▶ **Request A**
Answer these questions about the San Juan trip report, one per line:
(i) Where did the writer stay for a week?
(ii) Which café served a good flat white with a great soundtrack?
(iii) How long was the walk into Miramar to reach a decent supermarket?
▶ **Request B**
Could you carry on the San Juan trip report, picking up after its last sentence?

▶ **Given text**
***

San Juan, Puerto Rico report [March 2024]

We stayed for a couple of days in an Airbnb in Santurce, south of the expressway, and then for a week at the Sheraton by the Convention Center (my partner was attending a conference, I tagged along). We did not have a car, and did not take public transit. The hotel had a shuttle to Escambrón beach and Old San Juan, and we took that a few times. As is typical these days, we tried to eat well, but not fancy. Food is on the expensive side in PR, and our proximity to tourist zones did not help. I’ll list the highlights and briefly summarize the rest.

Our Airbnb was too minimally equipped for me to even make coffee, but we had a good breakfast routine in Santurce: we walked past 787 Coffee (where apparently one can spend $9 on a latte, or $34-47 for 10oz of beans) to Café Comunión, with a good flat white and a great soundtrack, and then to Levain Santurce for quality pastries (around $6 each).

The Convention Centre is geographically isolated by water and expressways. My partner had her hotel breakfast buffet paid for but it would have cost me $25, so I made coffee (Aeropress, hand grinder, beans from Hamburg) in the hotel room, and had bananas and yogurt to tide me over until lunch. It was a 15-minute walk (with some elevation changes) into Miramar (to the west) to get to a decent supermarket, and 20-25 minutes to a reasonable selection of food choices on Calle Cerra and nearby. I did that walk often. Top of the list is the Lena Eh food truck, whose chef, Rubén Guzmán, has a James Beard nomination this year. (The other one from PR is the chef at Orujo, Taller de Gastronomia, a much more expensive tasting restaurant a block away.) We went three times (it is only open three days a week, or I might have gone more often).

***

▶ **Dataset extract**
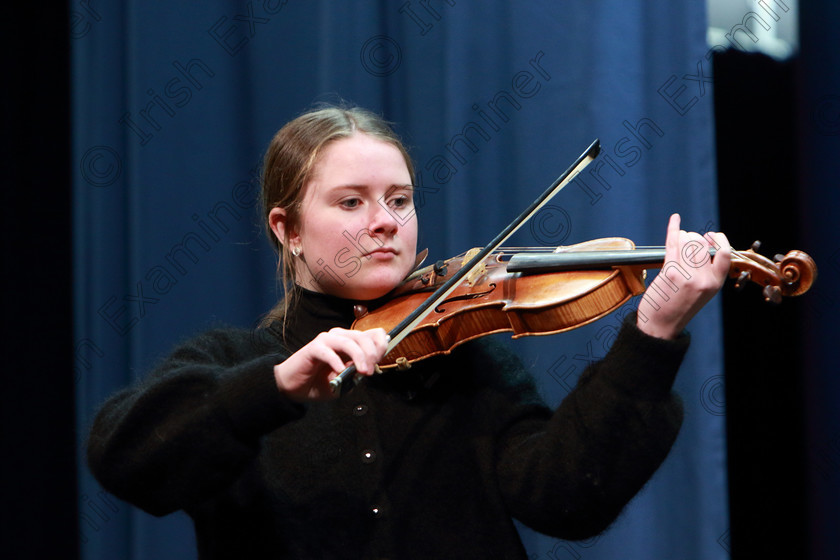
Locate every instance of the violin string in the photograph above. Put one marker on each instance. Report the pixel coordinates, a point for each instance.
(532, 249)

***

▶ **Final result A**
(i) At the Sheraton by the Convention Center.
(ii) Café Comunión.
(iii) 15 minutes.

▶ **Final result B**
Across the street from the food truck park is Pollos Schnarneco, which looks like a fast-food chain restaurant, but is one of several concepts by prominent local chef Raúl Correa. While the chicken sandwich was good, the highlight was the porchetta sandwich ($11), full of flavour enhanced by the salsa verde, and with loads of crispy skin. We went twice.

Our best restaurant meal was, improbably, at Kemuri on the adjacent Calle Eduardo Cerra (maddening street naming!), which served Japanese comfort food. This set of kare raisu topped with karaage was $29 (so maybe three times what it would have cost in Japan?). The curry was not from a box; it was balanced and quite tasty.

The pizza at La Santurcina was quite good, though we may have escaped the dreaded soggy crust just by ordering one without tomato sauce or fresh mozzarella (mushrooms and fontina, $23). Quality selection of craft beer (cans/bottles).

The one place we ate in Old San Juan was Taberna Lúpulo, which is primarily a beer bar (and a very good one, with over 40 taps) but with quality bar food. After ten months in Portugal, I was thirsting for good craft beer on draught, so we went twice, and I went once by myself.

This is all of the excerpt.